→ **DOCUMENT SEGMENT**:
============
The second wave of scorps was heading my way now. They would want a react to whatever the opposing spinners had laid down. And now they were all over me, and the questions—it was weird—were about process: How would we be able to soldier on with the press all over us about [Flowers]? How would we be able to get our message out? Wouldn’t we just be on the defensive now? The press was asking this. It was surreal.

True enough, as far as it goes. Yet the narrator sees only half the irony in his later sarcastic commentary:

The scorps weren’t reporting the trash, but how we dealt with the trash. The story hadn’t really broken yet—and already it was one step removed: the press was reporting about how the candidate would deal with how the press would report about the story.

This is having it both ways. I remember “the bimbo explosion” very well from New Hampshire in 1992. But the Clinton operatives did not decline their share of the credit when the press decided to award Hillary Clinton the palm for her performance at her husband’s side, when she effectively bluffed on the Flowers flap and was not called on it—or on much else besides, including the Savings and Loan matter then current. The herd has this virtue; it can give you a bad press for getting a bad press but, out of sheer feeble fair-mindedness, it will also give you a good press for getting a good press. John F. Kennedy and Ronald Reagan understood this perfectly and instinctively in a way that the Clintonoids, riddled with self-pity, do not.
============
→ **SUPPLIED RECORDS**:
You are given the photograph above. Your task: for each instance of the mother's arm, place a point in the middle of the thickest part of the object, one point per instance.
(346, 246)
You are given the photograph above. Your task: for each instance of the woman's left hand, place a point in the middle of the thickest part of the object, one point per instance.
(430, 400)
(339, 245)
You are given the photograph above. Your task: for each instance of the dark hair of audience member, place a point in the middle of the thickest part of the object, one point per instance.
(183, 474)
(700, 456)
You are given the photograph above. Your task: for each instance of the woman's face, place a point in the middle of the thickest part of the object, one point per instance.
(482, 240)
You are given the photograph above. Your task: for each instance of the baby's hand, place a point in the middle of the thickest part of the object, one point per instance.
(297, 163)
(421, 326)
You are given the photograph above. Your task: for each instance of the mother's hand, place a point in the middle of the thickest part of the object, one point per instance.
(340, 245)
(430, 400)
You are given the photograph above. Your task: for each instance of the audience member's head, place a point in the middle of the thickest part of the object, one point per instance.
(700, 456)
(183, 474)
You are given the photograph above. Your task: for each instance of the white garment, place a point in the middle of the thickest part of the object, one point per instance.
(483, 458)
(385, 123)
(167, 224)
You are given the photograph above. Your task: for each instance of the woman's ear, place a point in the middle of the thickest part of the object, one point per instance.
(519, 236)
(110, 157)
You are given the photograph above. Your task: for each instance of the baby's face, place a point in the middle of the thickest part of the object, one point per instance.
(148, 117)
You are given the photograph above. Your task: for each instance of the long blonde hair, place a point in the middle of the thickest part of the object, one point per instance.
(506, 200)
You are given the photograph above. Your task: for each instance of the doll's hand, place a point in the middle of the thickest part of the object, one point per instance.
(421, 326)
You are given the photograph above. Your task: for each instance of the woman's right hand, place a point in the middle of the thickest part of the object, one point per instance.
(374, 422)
============
→ **WORK TO COMPLETE**: In the passage about press coverage of the Flowers story, where and when does the writer recall "the bimbo explosion" from?

→ **RESPONSE FOR THIS EXERCISE**: New Hampshire in 1992.